_PROMPT_.
Would you print out every entry exactly as given?

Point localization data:
>>
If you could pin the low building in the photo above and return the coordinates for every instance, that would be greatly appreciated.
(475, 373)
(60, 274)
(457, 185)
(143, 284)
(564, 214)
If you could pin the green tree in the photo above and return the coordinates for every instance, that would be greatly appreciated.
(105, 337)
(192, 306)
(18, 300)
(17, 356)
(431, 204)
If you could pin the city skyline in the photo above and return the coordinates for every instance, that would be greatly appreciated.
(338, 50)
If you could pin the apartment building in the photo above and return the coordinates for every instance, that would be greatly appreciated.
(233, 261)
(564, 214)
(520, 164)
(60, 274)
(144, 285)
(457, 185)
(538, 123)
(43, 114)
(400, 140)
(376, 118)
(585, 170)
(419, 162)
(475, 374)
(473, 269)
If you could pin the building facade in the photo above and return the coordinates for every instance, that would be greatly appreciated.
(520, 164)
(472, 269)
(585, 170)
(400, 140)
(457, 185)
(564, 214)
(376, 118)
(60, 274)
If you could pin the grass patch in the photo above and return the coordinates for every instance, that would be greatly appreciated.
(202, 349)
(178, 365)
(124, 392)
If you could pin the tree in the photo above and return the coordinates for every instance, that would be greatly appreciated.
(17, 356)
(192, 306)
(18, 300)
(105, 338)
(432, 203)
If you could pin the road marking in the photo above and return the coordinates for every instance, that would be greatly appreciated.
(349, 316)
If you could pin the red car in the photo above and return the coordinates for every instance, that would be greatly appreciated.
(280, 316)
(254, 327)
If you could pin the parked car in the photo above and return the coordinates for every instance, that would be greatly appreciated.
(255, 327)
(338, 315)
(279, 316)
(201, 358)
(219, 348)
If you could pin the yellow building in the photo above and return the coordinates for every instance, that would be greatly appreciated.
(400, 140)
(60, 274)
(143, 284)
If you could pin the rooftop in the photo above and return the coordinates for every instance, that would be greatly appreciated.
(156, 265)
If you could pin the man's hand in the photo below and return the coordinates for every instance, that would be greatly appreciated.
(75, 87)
<<
_RESULT OF THIS TASK_.
If you could pin the low building in the photo above and return the coordinates for every instance, that would be greatly appreciated.
(475, 373)
(60, 274)
(457, 185)
(143, 284)
(564, 214)
If you could pin the green tree in the photo above and return the coordinates for every instance, that would be greatly appreciated.
(105, 337)
(192, 306)
(18, 300)
(17, 356)
(431, 204)
If you could pin the city skyline in the photo above and return the coordinates for every instance, that would be greatly appreciated.
(338, 50)
If you could pin the apartment building in the photo above and return the coordinates for every instance, that would be greatly appreciated.
(233, 261)
(564, 214)
(520, 164)
(60, 274)
(144, 285)
(457, 185)
(538, 123)
(43, 114)
(400, 140)
(376, 118)
(585, 170)
(419, 162)
(475, 374)
(473, 269)
If you could pin the building facade in the photo above and return the coordinates for every instance, that would be greatly appreciated.
(520, 164)
(472, 269)
(585, 170)
(400, 140)
(457, 185)
(564, 214)
(376, 118)
(60, 274)
If you could pin the grass patch in the photo above and return the coordinates for every instance, that would be greatly appreciated.
(202, 349)
(178, 365)
(124, 392)
If you could pin the tree in the photo above and return the coordinates for every instance, that would be greatly appreciated.
(17, 356)
(192, 306)
(18, 300)
(105, 338)
(432, 203)
If you could pin the road marking in the photo above and return the coordinates for every instance, that would be greatly appreciated.
(349, 316)
If you could pin the red car in the photo above and return the coordinates for every instance, that would be greatly appreciated.
(280, 316)
(254, 327)
If you could pin the parked car in the photo above and return the coordinates for every instance, that would be greatly appreciated.
(255, 327)
(338, 315)
(279, 316)
(201, 358)
(219, 348)
If you could pin the yellow building in the photo above and return the coordinates for every instance, that would be greatly appreciated.
(400, 140)
(60, 274)
(143, 284)
If you could pin the rooftop in the photo above and return the coordinates for every instance, that would be greatly appreciated.
(156, 265)
If you could pin the man's hand in the photo below and return the coordinates for every instance, that would be greatly appreciated.
(75, 87)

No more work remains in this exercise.